Your objective -> From the line containing "Mark the potted" down to the last line of the material, return those lines verbatim and only those.

Data excerpts ->
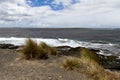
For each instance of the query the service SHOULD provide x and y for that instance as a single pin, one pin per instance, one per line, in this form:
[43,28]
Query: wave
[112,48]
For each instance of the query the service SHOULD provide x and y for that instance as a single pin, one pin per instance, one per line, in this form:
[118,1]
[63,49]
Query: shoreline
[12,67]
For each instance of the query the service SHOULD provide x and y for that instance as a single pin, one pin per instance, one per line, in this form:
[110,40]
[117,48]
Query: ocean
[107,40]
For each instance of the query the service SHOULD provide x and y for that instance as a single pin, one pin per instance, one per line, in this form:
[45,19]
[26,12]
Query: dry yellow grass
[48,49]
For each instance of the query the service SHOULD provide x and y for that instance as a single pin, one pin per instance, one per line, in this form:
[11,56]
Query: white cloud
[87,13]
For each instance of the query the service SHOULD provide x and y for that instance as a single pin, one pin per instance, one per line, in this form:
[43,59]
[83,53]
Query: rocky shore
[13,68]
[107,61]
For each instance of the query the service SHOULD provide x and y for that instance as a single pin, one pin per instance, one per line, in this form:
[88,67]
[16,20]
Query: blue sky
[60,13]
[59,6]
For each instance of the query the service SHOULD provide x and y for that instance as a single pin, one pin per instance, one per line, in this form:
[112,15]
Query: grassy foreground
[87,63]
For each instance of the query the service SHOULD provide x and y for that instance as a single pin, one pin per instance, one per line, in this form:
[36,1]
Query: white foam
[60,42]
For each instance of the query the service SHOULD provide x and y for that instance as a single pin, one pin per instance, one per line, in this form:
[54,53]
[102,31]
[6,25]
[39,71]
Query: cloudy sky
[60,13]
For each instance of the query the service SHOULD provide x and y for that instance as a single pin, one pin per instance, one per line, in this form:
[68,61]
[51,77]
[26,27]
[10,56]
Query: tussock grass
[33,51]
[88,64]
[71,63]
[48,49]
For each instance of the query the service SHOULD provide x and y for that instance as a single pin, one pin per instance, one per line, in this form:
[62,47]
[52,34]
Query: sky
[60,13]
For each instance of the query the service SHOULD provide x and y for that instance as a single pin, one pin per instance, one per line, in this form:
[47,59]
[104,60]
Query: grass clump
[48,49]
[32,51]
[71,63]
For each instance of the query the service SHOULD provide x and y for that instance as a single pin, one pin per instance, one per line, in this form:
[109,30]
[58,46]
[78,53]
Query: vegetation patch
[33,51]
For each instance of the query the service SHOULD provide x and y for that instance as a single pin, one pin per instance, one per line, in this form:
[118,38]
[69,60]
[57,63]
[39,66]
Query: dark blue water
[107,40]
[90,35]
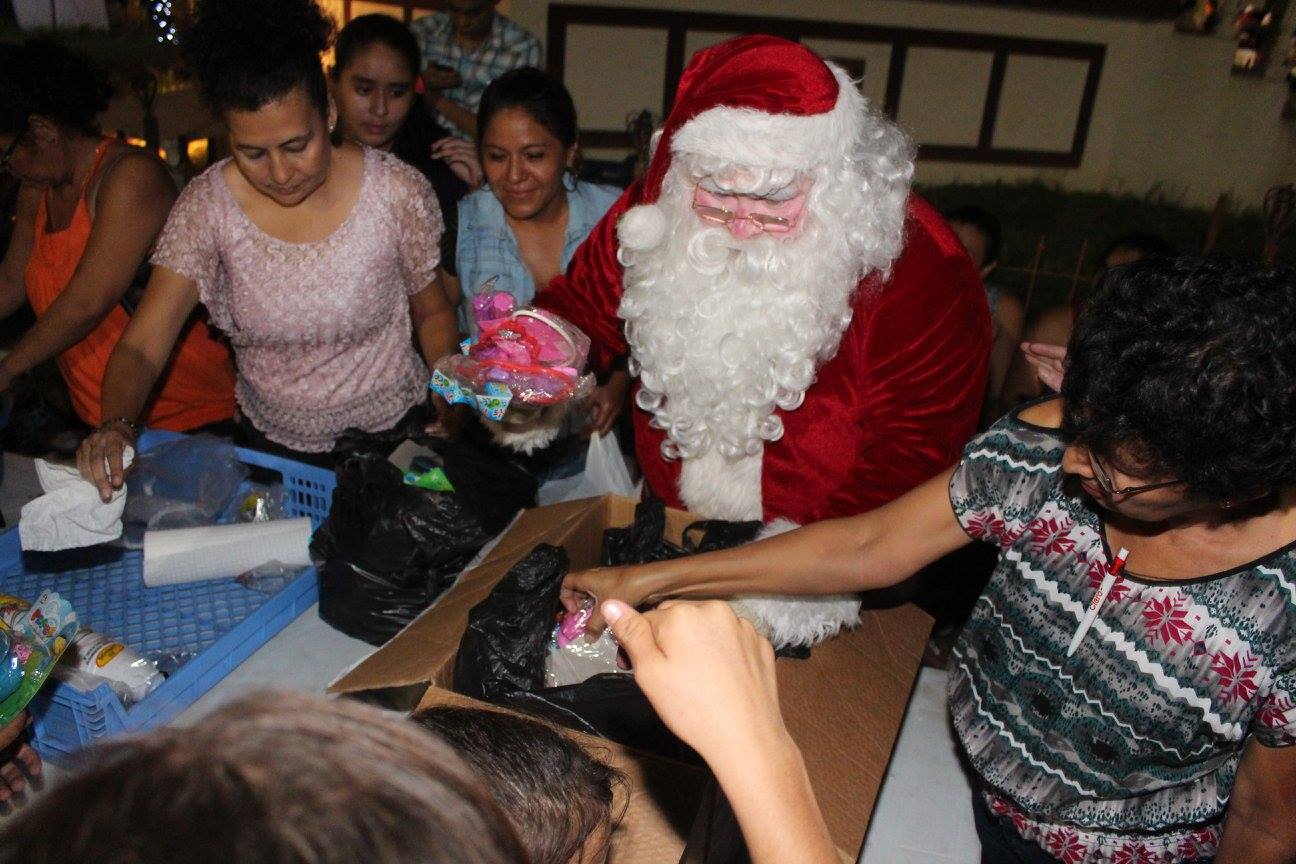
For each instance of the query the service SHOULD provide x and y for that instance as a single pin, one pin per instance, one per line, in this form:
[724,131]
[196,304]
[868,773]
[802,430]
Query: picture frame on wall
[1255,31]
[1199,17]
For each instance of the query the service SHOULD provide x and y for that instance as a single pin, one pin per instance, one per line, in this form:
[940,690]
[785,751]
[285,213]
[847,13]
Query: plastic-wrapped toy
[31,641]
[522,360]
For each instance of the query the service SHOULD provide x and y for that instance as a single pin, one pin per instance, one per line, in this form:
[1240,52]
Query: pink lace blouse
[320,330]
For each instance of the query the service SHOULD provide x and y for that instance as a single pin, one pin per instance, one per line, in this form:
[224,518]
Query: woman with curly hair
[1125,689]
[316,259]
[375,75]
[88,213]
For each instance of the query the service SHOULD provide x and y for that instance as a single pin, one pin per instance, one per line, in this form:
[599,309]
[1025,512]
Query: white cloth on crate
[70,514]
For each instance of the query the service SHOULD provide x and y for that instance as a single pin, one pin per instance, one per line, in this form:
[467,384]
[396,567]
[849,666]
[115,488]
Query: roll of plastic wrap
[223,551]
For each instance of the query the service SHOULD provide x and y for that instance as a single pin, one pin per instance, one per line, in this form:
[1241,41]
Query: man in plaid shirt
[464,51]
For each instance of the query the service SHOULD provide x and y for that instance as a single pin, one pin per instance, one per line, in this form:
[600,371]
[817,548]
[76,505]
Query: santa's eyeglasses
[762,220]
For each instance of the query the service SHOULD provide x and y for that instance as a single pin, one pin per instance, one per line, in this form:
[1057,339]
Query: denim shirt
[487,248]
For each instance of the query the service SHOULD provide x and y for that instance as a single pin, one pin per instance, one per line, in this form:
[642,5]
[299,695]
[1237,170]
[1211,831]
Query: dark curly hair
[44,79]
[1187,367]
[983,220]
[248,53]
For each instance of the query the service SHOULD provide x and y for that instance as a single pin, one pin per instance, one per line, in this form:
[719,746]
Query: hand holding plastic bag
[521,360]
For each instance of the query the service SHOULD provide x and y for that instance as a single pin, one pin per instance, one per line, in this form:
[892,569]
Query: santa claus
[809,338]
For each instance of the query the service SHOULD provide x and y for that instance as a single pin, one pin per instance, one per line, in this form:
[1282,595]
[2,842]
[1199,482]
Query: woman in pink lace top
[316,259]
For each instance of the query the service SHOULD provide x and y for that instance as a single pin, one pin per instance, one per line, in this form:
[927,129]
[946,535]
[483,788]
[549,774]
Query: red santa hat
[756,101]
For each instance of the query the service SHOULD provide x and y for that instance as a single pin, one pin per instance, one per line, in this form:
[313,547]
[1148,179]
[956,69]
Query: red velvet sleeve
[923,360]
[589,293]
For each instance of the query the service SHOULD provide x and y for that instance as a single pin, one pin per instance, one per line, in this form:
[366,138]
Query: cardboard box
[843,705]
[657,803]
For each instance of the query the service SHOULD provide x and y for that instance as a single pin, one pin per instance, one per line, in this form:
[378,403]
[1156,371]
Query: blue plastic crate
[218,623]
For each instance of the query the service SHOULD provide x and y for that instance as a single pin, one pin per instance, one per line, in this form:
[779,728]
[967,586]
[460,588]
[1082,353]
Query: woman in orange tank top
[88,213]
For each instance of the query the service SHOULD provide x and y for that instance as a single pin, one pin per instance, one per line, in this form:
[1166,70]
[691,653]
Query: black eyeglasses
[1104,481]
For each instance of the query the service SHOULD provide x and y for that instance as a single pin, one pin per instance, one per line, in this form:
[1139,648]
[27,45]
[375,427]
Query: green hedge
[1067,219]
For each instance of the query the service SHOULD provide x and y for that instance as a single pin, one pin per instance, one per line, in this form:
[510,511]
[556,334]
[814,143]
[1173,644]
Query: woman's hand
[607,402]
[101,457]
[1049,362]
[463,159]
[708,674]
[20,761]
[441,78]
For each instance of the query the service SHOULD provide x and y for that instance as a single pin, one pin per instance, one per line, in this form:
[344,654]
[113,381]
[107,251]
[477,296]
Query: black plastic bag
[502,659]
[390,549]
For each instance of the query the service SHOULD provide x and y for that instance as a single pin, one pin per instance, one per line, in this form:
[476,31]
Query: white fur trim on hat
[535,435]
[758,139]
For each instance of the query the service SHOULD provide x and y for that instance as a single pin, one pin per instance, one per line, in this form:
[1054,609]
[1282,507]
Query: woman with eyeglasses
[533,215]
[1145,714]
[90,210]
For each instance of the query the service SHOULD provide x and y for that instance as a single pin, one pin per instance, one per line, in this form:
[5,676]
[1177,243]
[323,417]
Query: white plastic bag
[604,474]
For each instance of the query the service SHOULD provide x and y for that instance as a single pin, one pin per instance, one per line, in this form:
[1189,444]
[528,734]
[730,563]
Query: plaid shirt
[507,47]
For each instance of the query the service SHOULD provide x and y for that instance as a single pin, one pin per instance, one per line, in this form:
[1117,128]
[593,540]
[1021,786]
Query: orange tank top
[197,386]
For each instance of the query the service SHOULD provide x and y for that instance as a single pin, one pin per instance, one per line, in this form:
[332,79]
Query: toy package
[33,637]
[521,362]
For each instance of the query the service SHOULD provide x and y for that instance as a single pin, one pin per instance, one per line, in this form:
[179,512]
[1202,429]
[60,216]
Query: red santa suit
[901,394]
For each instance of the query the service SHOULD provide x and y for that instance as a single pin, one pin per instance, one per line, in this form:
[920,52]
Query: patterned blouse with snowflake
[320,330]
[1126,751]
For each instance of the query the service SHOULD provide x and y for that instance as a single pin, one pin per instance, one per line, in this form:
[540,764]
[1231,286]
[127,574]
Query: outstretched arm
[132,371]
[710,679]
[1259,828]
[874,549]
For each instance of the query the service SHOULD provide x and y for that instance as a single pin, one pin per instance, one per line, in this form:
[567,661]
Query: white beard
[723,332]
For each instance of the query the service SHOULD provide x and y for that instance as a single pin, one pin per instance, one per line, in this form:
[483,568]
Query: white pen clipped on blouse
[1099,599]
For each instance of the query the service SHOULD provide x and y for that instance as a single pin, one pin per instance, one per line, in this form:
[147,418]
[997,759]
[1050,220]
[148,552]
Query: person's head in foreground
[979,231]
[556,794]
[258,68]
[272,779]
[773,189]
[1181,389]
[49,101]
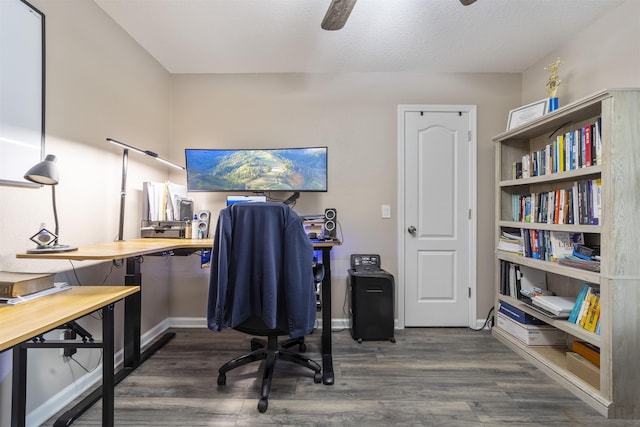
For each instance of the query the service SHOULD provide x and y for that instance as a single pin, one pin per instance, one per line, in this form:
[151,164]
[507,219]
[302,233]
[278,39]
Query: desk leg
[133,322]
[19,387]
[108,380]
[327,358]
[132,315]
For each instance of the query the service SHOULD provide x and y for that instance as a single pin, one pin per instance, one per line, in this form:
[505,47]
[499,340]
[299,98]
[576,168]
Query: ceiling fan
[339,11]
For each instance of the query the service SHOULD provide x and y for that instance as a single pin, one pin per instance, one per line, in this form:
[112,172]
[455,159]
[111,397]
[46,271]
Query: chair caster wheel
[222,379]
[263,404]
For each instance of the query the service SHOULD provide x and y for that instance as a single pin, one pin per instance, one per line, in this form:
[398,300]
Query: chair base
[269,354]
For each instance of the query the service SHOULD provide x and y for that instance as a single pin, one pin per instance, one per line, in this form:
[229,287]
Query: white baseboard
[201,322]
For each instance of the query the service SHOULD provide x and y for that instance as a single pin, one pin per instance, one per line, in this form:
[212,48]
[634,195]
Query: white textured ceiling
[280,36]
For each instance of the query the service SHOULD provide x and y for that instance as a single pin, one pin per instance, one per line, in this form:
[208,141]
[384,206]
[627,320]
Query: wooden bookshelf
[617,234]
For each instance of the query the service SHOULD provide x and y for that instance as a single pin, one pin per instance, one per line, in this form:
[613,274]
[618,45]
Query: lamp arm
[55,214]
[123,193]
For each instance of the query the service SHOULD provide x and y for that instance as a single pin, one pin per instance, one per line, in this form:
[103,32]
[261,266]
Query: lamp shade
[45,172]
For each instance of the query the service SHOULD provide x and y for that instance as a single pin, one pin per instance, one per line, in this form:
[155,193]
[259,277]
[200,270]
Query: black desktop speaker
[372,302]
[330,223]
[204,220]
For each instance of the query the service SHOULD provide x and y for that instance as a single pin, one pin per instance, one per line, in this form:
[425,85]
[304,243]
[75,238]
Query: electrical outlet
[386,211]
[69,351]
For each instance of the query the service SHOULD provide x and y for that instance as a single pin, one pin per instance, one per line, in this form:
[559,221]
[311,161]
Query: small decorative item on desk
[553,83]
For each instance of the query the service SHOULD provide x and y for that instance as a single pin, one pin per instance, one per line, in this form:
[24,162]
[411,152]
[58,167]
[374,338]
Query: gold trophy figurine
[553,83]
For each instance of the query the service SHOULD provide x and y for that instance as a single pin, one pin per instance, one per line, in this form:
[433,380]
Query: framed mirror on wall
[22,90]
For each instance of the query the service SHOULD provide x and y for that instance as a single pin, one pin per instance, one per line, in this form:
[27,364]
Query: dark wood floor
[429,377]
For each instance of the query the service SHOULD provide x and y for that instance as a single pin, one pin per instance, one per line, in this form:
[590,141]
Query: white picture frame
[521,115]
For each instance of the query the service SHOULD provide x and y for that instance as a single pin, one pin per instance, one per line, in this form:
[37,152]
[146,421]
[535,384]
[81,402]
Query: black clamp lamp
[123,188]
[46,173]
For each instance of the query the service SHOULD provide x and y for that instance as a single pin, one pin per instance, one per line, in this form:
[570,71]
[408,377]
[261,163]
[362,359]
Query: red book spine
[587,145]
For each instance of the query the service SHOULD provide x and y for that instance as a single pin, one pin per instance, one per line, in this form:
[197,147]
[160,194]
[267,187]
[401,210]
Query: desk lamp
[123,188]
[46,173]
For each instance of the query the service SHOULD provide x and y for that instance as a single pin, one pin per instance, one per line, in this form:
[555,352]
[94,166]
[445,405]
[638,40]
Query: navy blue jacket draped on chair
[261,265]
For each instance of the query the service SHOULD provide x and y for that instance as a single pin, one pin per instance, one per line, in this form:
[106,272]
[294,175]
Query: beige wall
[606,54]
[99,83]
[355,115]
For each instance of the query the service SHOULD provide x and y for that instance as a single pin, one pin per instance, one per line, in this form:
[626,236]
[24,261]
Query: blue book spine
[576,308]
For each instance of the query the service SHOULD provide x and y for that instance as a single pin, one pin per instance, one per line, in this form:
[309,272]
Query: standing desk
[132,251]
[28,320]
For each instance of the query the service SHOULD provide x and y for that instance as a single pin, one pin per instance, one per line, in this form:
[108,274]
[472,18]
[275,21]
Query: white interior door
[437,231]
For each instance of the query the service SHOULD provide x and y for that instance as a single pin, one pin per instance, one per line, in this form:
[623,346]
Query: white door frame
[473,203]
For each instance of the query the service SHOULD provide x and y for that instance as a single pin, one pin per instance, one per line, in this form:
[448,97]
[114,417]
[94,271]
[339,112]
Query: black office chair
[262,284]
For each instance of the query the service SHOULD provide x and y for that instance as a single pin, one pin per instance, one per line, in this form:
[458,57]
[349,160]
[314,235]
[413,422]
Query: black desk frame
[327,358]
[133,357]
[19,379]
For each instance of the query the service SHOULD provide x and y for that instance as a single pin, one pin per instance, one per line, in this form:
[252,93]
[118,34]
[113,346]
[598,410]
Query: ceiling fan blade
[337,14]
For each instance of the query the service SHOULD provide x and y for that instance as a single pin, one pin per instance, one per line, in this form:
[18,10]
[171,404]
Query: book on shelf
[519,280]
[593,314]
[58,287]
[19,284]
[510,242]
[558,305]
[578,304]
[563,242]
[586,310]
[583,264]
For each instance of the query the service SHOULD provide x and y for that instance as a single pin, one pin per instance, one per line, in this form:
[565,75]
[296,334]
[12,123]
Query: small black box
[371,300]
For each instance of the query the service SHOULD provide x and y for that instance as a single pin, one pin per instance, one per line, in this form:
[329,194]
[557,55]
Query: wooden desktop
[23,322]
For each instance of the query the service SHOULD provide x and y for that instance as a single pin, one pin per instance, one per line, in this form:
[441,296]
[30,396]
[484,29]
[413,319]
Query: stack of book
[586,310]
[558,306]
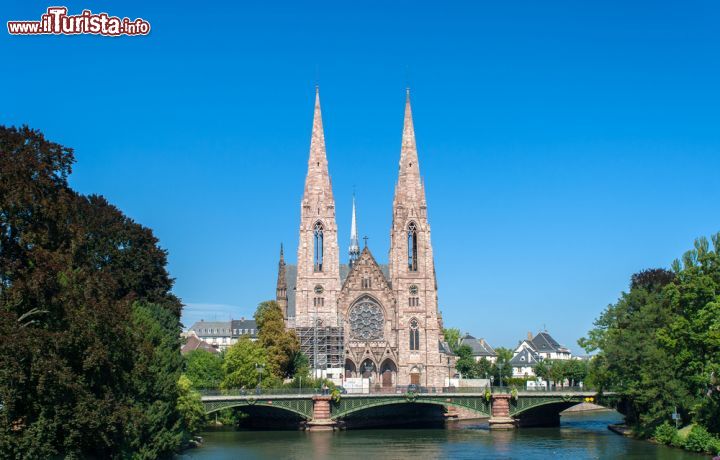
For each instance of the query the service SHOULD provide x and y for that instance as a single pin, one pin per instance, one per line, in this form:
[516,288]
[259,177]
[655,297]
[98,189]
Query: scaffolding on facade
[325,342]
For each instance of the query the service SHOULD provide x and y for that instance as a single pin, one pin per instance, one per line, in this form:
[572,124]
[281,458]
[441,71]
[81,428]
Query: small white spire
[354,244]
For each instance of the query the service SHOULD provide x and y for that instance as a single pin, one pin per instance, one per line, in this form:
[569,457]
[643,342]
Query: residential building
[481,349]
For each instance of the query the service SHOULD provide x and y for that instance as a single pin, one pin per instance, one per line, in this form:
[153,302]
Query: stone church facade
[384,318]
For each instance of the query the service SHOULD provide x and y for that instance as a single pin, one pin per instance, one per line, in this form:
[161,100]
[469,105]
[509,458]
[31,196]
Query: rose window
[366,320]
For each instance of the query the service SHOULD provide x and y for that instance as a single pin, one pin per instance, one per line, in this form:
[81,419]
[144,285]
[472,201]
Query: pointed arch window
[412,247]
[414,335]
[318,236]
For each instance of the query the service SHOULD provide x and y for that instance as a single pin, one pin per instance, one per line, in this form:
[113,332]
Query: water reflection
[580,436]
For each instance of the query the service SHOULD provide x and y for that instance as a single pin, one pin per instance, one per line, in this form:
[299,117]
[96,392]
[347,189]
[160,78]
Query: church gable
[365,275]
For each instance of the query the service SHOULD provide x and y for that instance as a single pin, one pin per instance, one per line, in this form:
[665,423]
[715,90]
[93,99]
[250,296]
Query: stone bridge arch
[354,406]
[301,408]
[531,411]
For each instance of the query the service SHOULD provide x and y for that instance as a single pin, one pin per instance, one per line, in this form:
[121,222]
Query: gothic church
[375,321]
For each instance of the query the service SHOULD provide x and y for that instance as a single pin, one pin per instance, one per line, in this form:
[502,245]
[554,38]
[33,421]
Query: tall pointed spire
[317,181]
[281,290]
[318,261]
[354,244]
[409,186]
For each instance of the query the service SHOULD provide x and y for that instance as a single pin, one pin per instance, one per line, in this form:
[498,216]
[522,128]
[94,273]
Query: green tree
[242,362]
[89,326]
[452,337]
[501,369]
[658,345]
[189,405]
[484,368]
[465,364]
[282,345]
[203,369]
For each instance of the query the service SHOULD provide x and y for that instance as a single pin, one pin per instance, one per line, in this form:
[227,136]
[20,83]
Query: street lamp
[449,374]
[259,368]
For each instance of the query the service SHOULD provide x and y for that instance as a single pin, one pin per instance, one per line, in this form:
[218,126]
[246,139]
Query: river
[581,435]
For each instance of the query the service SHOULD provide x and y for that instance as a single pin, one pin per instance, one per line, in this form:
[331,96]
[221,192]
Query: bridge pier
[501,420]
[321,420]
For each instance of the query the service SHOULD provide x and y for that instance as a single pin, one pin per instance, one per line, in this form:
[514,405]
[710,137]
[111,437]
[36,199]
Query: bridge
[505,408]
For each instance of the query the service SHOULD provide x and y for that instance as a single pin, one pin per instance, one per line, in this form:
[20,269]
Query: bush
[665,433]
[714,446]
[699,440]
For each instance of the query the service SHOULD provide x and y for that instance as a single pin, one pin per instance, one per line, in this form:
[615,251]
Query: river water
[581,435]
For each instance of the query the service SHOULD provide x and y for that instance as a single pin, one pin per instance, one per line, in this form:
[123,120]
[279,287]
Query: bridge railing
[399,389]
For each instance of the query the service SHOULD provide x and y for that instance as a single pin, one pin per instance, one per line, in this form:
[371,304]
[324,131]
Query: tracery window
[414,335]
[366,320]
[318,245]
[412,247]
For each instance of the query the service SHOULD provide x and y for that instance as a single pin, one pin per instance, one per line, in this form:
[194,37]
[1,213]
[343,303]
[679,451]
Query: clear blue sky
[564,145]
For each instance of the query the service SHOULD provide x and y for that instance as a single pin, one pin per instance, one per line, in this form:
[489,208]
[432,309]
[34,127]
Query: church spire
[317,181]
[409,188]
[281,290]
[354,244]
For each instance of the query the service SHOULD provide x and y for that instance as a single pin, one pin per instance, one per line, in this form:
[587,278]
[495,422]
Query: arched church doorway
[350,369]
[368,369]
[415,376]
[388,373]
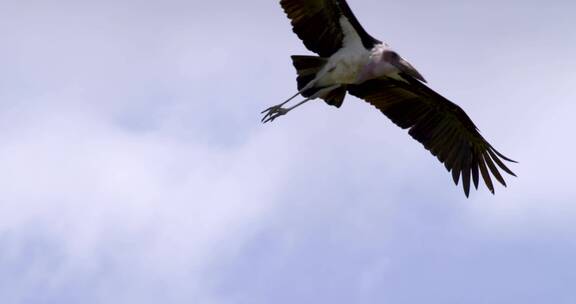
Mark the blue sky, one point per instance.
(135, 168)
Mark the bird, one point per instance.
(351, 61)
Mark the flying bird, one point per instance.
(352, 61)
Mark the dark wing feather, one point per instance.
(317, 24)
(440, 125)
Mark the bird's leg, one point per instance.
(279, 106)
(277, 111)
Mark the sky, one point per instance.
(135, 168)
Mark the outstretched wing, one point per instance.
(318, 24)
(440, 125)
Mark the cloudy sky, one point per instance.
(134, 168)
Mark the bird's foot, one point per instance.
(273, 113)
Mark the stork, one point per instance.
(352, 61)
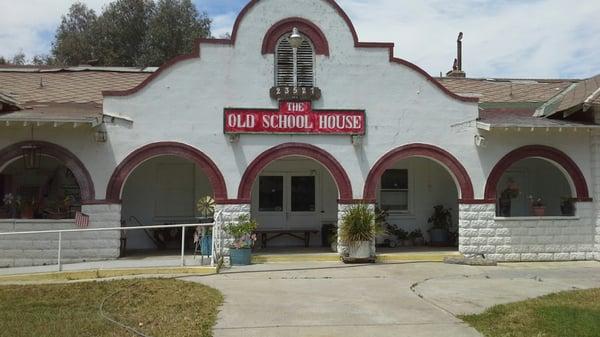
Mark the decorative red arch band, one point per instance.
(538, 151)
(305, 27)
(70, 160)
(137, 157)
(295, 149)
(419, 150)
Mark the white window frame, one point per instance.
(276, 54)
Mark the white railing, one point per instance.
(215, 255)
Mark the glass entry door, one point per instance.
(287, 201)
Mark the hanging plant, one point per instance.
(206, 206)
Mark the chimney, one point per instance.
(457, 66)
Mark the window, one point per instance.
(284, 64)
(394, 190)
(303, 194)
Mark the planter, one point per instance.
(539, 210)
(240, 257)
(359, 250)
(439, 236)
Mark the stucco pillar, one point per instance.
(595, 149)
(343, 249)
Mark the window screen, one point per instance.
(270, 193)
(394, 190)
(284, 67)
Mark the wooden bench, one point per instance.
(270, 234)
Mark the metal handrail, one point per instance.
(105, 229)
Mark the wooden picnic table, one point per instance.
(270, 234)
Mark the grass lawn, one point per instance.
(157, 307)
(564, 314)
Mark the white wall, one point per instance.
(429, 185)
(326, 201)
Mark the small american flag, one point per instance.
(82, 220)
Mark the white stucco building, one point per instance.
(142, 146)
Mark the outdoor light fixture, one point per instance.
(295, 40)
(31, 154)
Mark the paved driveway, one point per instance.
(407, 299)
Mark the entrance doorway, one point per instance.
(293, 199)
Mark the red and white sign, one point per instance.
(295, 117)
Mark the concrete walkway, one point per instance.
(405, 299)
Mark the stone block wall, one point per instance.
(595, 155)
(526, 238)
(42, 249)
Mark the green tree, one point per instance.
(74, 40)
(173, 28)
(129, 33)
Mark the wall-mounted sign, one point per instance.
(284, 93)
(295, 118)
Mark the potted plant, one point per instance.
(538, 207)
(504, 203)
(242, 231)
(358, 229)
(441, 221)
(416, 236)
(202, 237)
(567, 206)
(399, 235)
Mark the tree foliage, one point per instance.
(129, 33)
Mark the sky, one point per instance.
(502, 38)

Reply to the task ->
Mark the potted plant, one point per instance.
(538, 207)
(504, 203)
(242, 231)
(358, 229)
(441, 221)
(416, 236)
(202, 237)
(567, 206)
(399, 235)
Mark the tree foliage, one point per instance.
(129, 33)
Mark the sky, one point per instance.
(502, 38)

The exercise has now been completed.